Image-grounded pointing data:
_ _ _ _

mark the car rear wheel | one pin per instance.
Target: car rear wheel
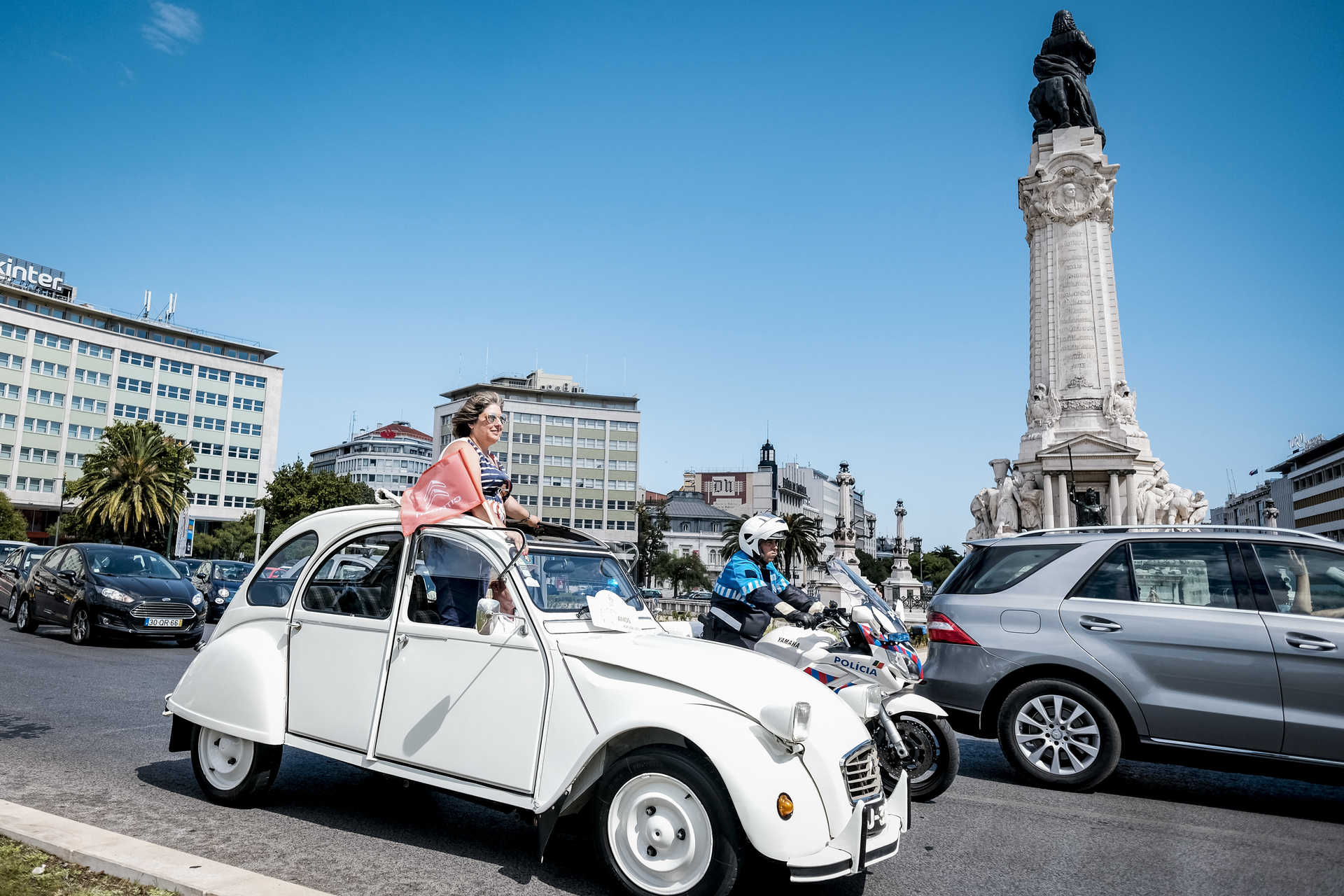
(1059, 735)
(23, 617)
(81, 626)
(232, 770)
(664, 825)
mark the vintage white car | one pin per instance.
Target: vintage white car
(687, 754)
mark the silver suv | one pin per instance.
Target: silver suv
(1074, 647)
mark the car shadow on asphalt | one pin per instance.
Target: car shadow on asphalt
(1222, 786)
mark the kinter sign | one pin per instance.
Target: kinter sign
(20, 272)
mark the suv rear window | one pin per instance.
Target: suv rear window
(999, 567)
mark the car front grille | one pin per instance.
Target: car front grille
(862, 776)
(169, 609)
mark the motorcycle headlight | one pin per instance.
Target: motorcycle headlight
(113, 594)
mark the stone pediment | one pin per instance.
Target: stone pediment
(1089, 451)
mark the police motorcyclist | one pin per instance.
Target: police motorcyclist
(750, 589)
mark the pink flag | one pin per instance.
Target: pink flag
(447, 489)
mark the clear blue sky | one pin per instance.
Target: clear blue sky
(790, 213)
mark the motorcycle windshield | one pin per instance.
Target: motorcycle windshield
(854, 584)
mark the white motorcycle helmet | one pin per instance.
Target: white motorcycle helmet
(762, 527)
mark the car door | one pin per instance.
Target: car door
(1301, 594)
(337, 643)
(43, 592)
(1175, 624)
(458, 701)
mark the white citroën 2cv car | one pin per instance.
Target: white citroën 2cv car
(686, 754)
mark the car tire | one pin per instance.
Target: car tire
(657, 799)
(83, 629)
(23, 617)
(1059, 735)
(233, 771)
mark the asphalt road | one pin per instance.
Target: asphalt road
(81, 735)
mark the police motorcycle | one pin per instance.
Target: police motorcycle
(864, 647)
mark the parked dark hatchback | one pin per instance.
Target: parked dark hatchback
(14, 570)
(97, 589)
(218, 582)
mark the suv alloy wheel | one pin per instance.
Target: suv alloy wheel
(1059, 734)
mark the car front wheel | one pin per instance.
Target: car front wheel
(1059, 735)
(232, 770)
(23, 617)
(664, 825)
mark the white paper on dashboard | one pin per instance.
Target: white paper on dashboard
(609, 612)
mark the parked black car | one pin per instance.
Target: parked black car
(97, 589)
(14, 570)
(218, 582)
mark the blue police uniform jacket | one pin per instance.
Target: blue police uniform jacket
(741, 580)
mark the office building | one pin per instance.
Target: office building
(573, 456)
(69, 370)
(387, 457)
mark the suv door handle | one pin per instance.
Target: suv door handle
(1308, 643)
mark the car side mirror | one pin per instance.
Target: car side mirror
(486, 612)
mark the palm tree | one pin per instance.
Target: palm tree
(134, 485)
(803, 542)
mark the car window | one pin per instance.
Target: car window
(1304, 580)
(369, 596)
(1194, 574)
(999, 567)
(1109, 580)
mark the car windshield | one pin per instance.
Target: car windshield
(230, 571)
(131, 562)
(564, 582)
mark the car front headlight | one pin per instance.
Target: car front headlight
(790, 723)
(113, 594)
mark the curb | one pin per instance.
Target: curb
(137, 860)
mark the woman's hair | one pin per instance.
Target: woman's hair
(470, 412)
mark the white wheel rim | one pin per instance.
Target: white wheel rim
(1058, 735)
(225, 760)
(660, 834)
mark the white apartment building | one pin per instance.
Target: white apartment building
(573, 456)
(69, 370)
(387, 457)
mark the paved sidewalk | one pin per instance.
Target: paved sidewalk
(137, 860)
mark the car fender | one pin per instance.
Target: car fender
(252, 659)
(907, 701)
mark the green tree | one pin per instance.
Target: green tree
(875, 570)
(134, 486)
(651, 522)
(230, 542)
(298, 492)
(802, 543)
(13, 526)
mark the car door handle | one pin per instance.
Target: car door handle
(1308, 643)
(1097, 624)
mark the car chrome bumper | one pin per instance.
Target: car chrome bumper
(855, 849)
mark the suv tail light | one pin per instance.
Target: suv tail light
(944, 629)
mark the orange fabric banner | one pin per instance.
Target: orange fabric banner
(447, 489)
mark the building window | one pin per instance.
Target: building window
(134, 386)
(176, 367)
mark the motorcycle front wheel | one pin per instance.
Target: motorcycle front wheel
(934, 755)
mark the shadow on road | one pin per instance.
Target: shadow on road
(1222, 786)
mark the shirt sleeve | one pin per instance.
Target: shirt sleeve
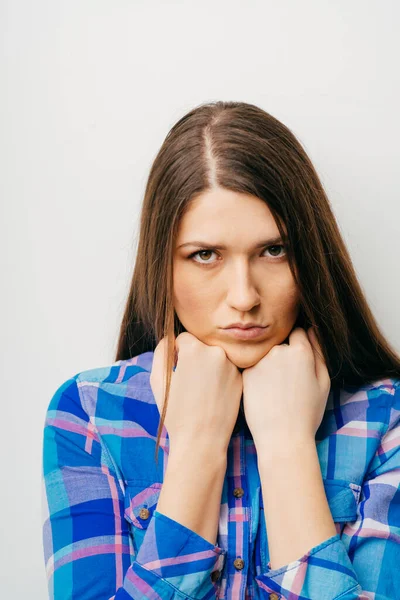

_ _ _ _

What this task involves: Of the entries listed above, reproduce only the lines starting at the line containing "Target: parked black car" and ending at the line containing "mark the motorcycle front". Include both, exactly as they stand.

Task result:
Target: parked black car
(97, 589)
(14, 570)
(218, 582)
mark the blue police uniform jacket | one pin per instance.
Target: blue police uniform jacket
(741, 580)
mark the office building | one pin per instance.
Target: office building
(573, 456)
(69, 370)
(387, 457)
mark the suv door handle | one pin per instance.
Target: suv door handle
(1308, 643)
mark the car side mirror | one pin per instance.
Target: car side mirror
(486, 612)
mark the palm tree | one pin per instance.
Target: palm tree
(134, 485)
(803, 542)
mark the car window | one pin per instance.
Target: car window
(1304, 580)
(369, 596)
(1194, 574)
(999, 567)
(1109, 580)
mark the car windshield | one pin per instance.
Target: car windshield
(230, 571)
(131, 562)
(564, 582)
mark the car front headlight | one pin per instance.
Target: car front headlight
(790, 723)
(113, 594)
mark the curb | one pin per instance.
Target: curb
(137, 860)
mark the woman's hair | one pin per instance.
Target: woman's hair
(470, 412)
mark the white wheel rim | one pin per instance.
Target: white wheel rim
(1058, 735)
(225, 760)
(660, 834)
mark the white apartment building | one pin per instance.
Target: white apartment building
(573, 456)
(69, 370)
(387, 457)
mark the paved sidewalk | one pin per instance.
Target: paved sidewalk
(137, 860)
mark the car fender | one pin per instance.
Target: car fender
(252, 659)
(907, 701)
mark the green tree | one pin per instance.
Target: green tree
(875, 570)
(134, 486)
(651, 522)
(230, 542)
(298, 492)
(802, 543)
(13, 526)
mark the car door handle | one pin per instance.
Target: car door handle
(1308, 643)
(1097, 624)
mark the car chrome bumper | one pin per instance.
Target: car chrome bumper
(855, 849)
mark the suv tail light | one pin per instance.
Target: suv tail light
(944, 629)
mark the orange fabric banner | one pin per instance.
Target: orange fabric banner
(447, 489)
mark the building window | one pin per instance.
Target: building window
(134, 386)
(176, 367)
mark the motorcycle front wheel | one pin per instance.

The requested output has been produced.